GOAL
Take the listing and print it in full, exactly as given.

·····

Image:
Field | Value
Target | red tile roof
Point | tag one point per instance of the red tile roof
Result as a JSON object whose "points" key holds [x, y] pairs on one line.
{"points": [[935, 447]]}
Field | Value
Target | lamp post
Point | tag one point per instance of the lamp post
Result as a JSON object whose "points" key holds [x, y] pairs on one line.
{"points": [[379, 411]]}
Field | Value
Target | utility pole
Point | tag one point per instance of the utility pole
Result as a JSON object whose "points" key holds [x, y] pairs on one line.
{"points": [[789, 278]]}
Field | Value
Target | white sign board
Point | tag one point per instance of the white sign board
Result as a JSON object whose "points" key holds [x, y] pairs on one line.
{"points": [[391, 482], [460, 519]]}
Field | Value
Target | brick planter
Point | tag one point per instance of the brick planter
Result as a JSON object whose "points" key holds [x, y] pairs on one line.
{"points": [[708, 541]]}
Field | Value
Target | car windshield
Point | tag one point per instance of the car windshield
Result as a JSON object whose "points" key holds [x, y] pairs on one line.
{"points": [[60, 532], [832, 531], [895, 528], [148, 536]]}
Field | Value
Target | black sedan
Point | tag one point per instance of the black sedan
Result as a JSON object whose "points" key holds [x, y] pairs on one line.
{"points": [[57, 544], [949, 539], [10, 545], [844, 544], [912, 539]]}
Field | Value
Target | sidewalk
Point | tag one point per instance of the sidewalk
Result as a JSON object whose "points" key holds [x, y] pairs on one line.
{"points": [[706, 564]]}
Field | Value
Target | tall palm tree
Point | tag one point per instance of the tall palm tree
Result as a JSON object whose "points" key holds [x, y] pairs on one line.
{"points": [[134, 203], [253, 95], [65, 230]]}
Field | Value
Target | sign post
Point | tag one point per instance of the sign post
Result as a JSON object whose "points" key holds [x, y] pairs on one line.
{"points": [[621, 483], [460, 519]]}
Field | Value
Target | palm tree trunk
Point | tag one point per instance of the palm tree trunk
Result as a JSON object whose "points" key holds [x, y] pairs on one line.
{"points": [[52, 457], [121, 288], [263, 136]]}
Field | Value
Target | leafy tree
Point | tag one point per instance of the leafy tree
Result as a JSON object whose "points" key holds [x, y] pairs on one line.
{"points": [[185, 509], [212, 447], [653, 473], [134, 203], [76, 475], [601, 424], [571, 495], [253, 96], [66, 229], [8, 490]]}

·····

EXPECTED ANSWER
Image:
Field | Value
Target | red tile roof
Point | tag one point per instance of the red tile roof
Result as a JSON object whose "points" key holds [x, y] pairs on one line.
{"points": [[935, 447]]}
Field | Value
Target | lamp post
Point | tag one point per instance of the lamp post
Result as a JSON object whose "points" key holds [x, y] pairs on one line.
{"points": [[379, 411]]}
Field | Value
Target | utility pole
Point | tag one point per instance of the utility pole
Result as a JSON object whose "points" key holds [x, y] pairs on one line.
{"points": [[789, 278]]}
Field | Value
Target | white sign board
Point | tag one point per instance of the white sign board
Result as a JSON object whose "points" key holds [x, y] pairs on one line.
{"points": [[391, 482], [460, 519]]}
Field | Value
Target | brick planter
Point | tag one point per instance of the brick planter
Result as a JSON object whose "points" key holds [x, y] pairs on one line.
{"points": [[708, 541]]}
Field | Value
Target | car windshield
Point | tag one point per instance of the car windshield
Result as a JSON object whose "points" key holds [x, y] pairs on one line.
{"points": [[60, 532], [832, 531], [895, 528], [148, 536]]}
Field | Value
Target | black sedan
Point | tag one point per instance of the black sedan
Result as a JSON object whose "points" key holds [x, y] pairs on one line.
{"points": [[57, 544], [949, 539], [10, 545], [844, 544], [912, 539]]}
Field | Value
Target | sidewalk
Point | tag one point per instance of the sidewalk
Result as a JSON object whose "points" key holds [x, y] pairs on one line.
{"points": [[706, 564]]}
Field | Value
Target | tall palm tree
Point | tag one point per instance of the tall palm tree
Result as a JSON object whose "points" key holds [x, y] pairs on one line.
{"points": [[134, 203], [253, 95], [65, 230]]}
Field | Value
Target | sign post
Point | tag one point per instance of the sign post
Result as a JSON object whose "points" key holds [x, y] pairs on one line.
{"points": [[621, 483], [460, 519]]}
Field | Value
Target | palm tree trunk
Point | tag one point per instance of the palm tree trunk
Result as a JSON object whose "points" key holds [x, y] pairs on one line.
{"points": [[52, 457], [121, 288], [263, 136]]}
Field | Value
Target | leafy tree
Point | tag one point per instance of the leafy tree
Result as a JSON object whose "points" key holds [x, y] pairs on one line.
{"points": [[185, 509], [212, 447], [653, 473], [134, 203], [76, 475], [601, 424], [571, 495], [253, 96], [66, 229], [8, 490]]}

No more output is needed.